> _Tasks_:
1 > Answer each question from the Koski v. James excerpt, one line per answer, marked as the questions are:
(a) Which judge presided over the matter in the superior court?
(b) Who appeared for the plaintiff and appellant?
(c) To which justice court did the appellant ask that his case be transferred for preliminary hearing?
2 > For each statement, state whether the Koski v. James excerpt supports it. Answer yes or no and quote the words of the excerpt that decide it.
(a) Counsel appeared on behalf of the defendants and respondents.
(b) The superior court granted the petition for writ of mandate.
(c) The matter bears Docket No. 35004.
3 > Extend the Koski v. James excerpt, beginning immediately after its final sentence.

> _Document_:
* begin *
In Koski v. James, supra, 47 Cal.App.3d 349, 356, the court found no abuse of discretion in a magistrate's denial of a defendant's motion to transfer his case between judicial districts of the same county.Summary of this case from Gray v. Municipal Court
Docket No. 35004.
April 22, 1975.
Appeal from Superior Court of Mendocino County, No. 5941-C, Arthur B. Broaddus, Judge.
Robert H. Heeb for Plaintiff and Appellant.
No appearance for Defendants and Respondents.
Evelle J. Younger, Attorney General, Jack R. Winkler, Chief Assistant Attorney General, Edward P. O'Brien, Assistant Attorney General, Derald E. Granberg and Stan M. Helfman, Deputy Attorneys General, for Real Party in Interest and Respondent.
Appellant appeals from the order of the Mendocino County Superior Court denying his petition for writ of mandate.
1) The practice of filing all felony complaints and holding all preliminary examinations in one judicial district does not deprive appellant or other voters in other districts of equal protection of the laws.
2) The practice of filing all felony complaints and holding all preliminary examinations in one judicial district does not deprive appellant or other felony defendants who reside in other districts of equal protection of the law.
Appellant then petitioned for a writ of mandate in the Mendocino County Superior Court seeking (1) that his criminal case be transferred for preliminary hearing to the Justice Court of the Ten Mile Judicial District, Mendocino County; (2) that the District Attorney of Mendocino County be ordered to specify in all felony complaints filed in the county the judicial district wherein the alleged crime(s) was committed and to file each such felony complaint in the judicial district where the alleged crime(s) was committed; and (3) that the Judge of the Justice Court of the Ukiah Judicial District be commanded to refrain from accepting for filing in that justice court any felony complaint not alleging that the crime(s) was committed in that judicial district and to refrain from proceeding with a preliminary hearing when the complaint did not so allege. The petition was denied.
* end *
> _Material shown_:
* begin *
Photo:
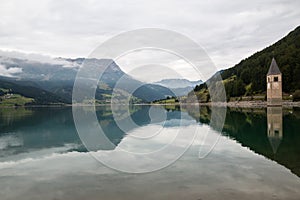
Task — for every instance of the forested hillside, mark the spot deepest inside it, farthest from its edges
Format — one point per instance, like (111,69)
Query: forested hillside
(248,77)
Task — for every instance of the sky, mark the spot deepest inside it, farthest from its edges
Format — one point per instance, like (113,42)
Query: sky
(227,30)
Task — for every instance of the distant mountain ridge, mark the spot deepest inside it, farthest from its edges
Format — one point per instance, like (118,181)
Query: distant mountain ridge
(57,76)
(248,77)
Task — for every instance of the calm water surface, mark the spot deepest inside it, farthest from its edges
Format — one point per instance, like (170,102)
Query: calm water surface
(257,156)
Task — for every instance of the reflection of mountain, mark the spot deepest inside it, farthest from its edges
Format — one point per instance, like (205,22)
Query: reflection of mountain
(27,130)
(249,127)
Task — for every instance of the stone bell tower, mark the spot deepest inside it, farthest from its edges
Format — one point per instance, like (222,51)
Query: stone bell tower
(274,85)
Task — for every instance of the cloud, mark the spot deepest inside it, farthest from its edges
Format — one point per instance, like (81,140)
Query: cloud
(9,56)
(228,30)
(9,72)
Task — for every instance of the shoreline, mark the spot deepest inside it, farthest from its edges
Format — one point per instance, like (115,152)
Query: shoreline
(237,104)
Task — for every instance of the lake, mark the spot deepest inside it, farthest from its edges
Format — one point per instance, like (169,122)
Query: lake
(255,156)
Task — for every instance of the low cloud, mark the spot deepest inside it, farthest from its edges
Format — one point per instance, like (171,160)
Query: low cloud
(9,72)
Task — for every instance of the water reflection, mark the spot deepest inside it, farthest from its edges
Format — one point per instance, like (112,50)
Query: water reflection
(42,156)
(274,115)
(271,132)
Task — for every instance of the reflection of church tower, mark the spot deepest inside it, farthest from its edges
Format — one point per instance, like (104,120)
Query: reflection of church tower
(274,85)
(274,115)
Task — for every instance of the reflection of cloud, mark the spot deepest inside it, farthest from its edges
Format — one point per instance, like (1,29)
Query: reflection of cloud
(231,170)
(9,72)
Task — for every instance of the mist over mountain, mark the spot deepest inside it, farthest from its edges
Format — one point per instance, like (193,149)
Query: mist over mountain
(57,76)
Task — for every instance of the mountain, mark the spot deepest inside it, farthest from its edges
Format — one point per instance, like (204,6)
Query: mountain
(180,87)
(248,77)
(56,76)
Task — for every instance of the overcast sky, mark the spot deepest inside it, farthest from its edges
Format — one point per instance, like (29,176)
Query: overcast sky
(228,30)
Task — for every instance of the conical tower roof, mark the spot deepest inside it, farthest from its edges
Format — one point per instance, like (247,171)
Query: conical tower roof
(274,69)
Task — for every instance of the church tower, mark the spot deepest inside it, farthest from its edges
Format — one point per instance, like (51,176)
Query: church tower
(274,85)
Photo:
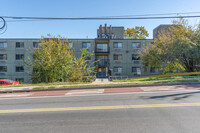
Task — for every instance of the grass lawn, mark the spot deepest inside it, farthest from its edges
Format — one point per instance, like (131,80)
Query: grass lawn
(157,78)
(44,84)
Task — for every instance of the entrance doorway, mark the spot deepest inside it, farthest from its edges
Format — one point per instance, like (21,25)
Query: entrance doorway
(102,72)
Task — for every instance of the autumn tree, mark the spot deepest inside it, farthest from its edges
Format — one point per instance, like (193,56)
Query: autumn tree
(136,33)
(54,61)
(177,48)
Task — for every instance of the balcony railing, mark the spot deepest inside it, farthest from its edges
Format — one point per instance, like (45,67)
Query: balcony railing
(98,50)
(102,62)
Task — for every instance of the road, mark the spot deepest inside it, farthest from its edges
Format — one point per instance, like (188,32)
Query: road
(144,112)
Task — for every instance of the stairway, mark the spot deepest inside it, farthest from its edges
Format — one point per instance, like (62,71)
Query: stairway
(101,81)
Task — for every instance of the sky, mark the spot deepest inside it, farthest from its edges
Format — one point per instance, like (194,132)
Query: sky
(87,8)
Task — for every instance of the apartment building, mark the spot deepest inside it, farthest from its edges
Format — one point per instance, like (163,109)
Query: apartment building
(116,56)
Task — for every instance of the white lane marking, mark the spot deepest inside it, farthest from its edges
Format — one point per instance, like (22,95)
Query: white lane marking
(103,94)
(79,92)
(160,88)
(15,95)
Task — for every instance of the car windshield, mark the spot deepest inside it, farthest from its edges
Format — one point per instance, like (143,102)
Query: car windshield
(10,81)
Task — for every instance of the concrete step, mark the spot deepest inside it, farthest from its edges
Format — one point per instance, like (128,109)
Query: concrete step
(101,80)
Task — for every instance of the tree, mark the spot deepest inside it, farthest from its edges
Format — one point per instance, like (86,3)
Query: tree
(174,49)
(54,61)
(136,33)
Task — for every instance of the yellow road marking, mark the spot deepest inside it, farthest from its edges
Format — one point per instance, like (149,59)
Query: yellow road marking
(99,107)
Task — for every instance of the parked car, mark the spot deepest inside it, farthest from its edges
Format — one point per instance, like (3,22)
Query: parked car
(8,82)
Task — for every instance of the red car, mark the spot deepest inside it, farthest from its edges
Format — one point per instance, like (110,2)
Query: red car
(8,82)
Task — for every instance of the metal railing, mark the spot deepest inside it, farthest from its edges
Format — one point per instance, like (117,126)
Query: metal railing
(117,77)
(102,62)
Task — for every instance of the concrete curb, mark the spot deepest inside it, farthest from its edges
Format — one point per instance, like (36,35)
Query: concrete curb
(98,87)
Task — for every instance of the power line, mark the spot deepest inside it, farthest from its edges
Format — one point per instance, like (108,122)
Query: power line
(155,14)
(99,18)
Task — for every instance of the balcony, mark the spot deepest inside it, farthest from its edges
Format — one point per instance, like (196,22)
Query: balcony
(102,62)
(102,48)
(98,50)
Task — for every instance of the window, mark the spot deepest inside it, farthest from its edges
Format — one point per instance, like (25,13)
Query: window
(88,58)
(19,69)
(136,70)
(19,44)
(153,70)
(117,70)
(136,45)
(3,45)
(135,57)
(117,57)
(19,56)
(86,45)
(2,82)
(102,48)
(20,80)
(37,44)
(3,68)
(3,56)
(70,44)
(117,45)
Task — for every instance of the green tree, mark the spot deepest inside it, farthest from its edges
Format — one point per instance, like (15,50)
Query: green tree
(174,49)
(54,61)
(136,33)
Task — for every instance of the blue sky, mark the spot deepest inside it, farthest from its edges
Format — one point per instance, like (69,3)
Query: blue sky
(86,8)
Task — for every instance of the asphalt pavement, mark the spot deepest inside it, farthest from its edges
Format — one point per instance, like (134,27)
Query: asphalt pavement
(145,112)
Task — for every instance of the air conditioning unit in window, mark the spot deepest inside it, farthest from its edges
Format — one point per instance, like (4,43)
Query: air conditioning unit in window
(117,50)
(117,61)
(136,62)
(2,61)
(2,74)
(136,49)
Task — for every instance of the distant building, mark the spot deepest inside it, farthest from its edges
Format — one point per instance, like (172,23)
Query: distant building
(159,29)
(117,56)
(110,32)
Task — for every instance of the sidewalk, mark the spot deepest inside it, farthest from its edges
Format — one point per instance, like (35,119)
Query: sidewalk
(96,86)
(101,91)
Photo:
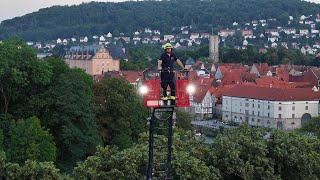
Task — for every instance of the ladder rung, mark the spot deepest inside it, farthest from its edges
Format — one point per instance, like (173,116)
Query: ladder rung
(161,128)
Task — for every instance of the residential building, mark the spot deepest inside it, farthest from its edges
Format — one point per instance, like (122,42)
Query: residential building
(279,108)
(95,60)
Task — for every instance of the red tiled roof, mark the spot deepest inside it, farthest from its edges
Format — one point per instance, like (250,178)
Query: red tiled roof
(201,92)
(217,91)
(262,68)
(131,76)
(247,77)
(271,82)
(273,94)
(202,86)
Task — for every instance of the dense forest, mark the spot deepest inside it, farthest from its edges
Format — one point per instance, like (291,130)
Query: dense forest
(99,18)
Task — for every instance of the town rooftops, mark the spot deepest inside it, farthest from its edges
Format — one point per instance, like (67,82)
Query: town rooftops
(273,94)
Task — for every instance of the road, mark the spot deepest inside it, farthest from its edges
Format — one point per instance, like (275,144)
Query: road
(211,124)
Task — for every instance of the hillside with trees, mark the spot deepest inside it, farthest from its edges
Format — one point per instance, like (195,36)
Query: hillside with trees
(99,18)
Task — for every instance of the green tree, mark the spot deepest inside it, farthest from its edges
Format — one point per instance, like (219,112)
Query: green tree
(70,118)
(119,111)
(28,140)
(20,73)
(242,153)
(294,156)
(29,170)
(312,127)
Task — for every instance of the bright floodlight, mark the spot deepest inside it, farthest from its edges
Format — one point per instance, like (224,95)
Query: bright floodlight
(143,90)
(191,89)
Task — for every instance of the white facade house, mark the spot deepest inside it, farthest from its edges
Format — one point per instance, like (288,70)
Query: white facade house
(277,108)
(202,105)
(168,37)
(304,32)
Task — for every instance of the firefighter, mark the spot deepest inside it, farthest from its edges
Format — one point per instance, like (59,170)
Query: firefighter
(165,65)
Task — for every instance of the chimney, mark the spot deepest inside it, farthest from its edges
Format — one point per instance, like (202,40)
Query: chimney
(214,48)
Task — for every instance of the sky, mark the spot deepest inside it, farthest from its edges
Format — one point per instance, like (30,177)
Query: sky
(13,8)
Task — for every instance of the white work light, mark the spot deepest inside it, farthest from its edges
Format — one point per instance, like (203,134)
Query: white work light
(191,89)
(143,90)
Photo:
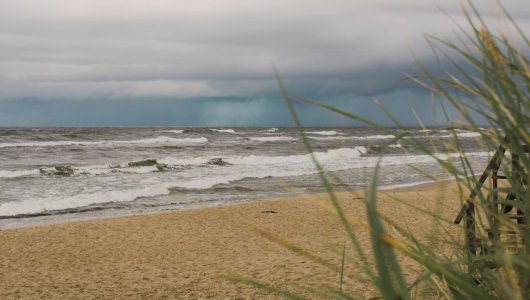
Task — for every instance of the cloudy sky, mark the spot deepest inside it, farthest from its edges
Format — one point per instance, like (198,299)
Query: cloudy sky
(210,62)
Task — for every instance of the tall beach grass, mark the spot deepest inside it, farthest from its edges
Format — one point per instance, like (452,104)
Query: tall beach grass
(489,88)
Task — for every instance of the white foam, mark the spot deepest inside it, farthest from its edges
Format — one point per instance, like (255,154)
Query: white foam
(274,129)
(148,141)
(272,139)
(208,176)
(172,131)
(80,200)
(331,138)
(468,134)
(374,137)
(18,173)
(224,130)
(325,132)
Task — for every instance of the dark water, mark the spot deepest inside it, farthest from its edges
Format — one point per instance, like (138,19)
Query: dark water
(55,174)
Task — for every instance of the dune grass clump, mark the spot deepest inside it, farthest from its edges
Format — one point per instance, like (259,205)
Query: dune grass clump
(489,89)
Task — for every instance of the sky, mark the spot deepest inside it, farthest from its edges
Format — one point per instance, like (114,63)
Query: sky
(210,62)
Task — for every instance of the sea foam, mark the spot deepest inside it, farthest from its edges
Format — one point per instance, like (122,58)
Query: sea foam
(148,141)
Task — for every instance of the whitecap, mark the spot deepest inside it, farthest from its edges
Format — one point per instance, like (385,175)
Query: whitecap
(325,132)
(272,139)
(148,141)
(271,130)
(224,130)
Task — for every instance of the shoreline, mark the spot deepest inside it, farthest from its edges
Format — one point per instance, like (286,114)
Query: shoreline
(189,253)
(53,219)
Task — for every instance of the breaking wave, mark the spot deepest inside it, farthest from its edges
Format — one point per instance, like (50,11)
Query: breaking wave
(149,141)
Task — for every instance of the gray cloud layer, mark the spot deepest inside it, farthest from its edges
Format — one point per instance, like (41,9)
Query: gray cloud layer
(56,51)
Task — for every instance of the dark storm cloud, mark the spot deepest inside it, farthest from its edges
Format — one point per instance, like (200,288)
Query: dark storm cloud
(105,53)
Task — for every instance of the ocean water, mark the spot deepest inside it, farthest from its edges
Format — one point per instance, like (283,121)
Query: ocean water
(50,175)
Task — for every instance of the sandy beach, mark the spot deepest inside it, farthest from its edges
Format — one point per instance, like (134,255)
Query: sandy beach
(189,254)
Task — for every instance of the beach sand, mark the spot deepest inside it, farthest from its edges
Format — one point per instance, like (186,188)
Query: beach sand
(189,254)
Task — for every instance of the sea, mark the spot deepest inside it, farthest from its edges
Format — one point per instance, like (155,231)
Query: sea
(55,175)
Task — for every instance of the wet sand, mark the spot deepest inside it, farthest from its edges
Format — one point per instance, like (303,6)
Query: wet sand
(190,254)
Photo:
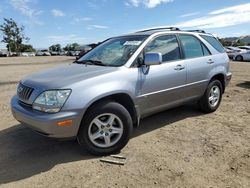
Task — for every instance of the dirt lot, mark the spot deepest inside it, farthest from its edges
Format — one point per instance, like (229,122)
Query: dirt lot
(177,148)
* end *
> _Results_:
1 >
(a) Arthur B. Broaddus
(b) Robert H. Heeb
(c) The Justice Court of the Ten Mile Judicial District, Mendocino County

2 >
(a) No: "No appearance for Defendants and Respondents."
(b) No: "The petition was denied."
(c) Yes: "Docket No. 35004."

3 >
Statement of Facts:
Appellant filed his petition for writ of mandate and his appeal from its denial, as a registered voter, for himself, and all others similarly situated, and as a defendant in a criminal matter, for himself, and all others similarly situated.
Appellant is a registered voter and elector of the Ten Mile Judicial District, Mendocino County. Respondent Duncan M. James is the District Attorney of Mendocino County, and respondent Hale McCowen, Jr., is the Judge of the Justice Court of the Ukiah Judicial District, Mendocino County.
As a matter of policy the district attorney files all felony complaints in the Justice Court of the Ukiah Judicial District regardless of where in the county the alleged felony was committed. Judge McCowen, as a matter of policy, accepts said complaints for filing in the Ukiah Judicial District without consideration of where in the county the alleged crime was committed. The complaints so filed do not state the judicial district within which the alleged crime was committed.
Mendocino County has a population of 53,000 and an area of 3,500 square miles. There are five unincorporated cities in the county. Ukiah is the county seat with an approximate population of 11,000; Willits, Fort Bragg, Mendocino and Point Arena each have populations of under 5,000. The county is divided into nine judicial districts, each with its own justice court and judge, and each having equal jurisdiction to accept and file felony complaints and hear preliminary examinations. The judge of each judicial district is elected solely by residents and registered voters of that judicial district. Sixty percent of the residents and registered voters of the county reside outside of the Ukiah Judicial District and, therefore, cannot vote for the judge of that district.
There are three jails in Mendocino County. The county jail is in Ukiah and all accused felons are booked into the county jail. The other two jails are in the Ten Mile and the Little Lake Judicial Districts and are classified as holding facilities only. There are approximately 50 attorneys in the county, 80 percent having their offices in Ukiah. The public defender's two attorneys have their offices in Ukiah. The district attorney's staff is composed of six attorneys, three of whom handle all criminal prosecutions in the county. There are two superior court departments in the county; both are in Ukiah. There are six certified stenographic reporters in the county; two work full-time for the superior court.
The district attorney filed a complaint in the Justice Court of the Ukiah Judicial District charging appellant with two felonies. The complaint did not state the judicial district where the alleged crimes were committed. In fact, the alleged crimes occurred in the Ten Mile Judicial District (in Fort Bragg) and all witnesses reside there. In good weather it is a three-hour trip over mountain roads from the Ten Mile Judicial District to the Ukiah Judicial District. Said roads upon numerous occasions are impassable because of mountain slides and cave-ins.
1) Voters not deprived.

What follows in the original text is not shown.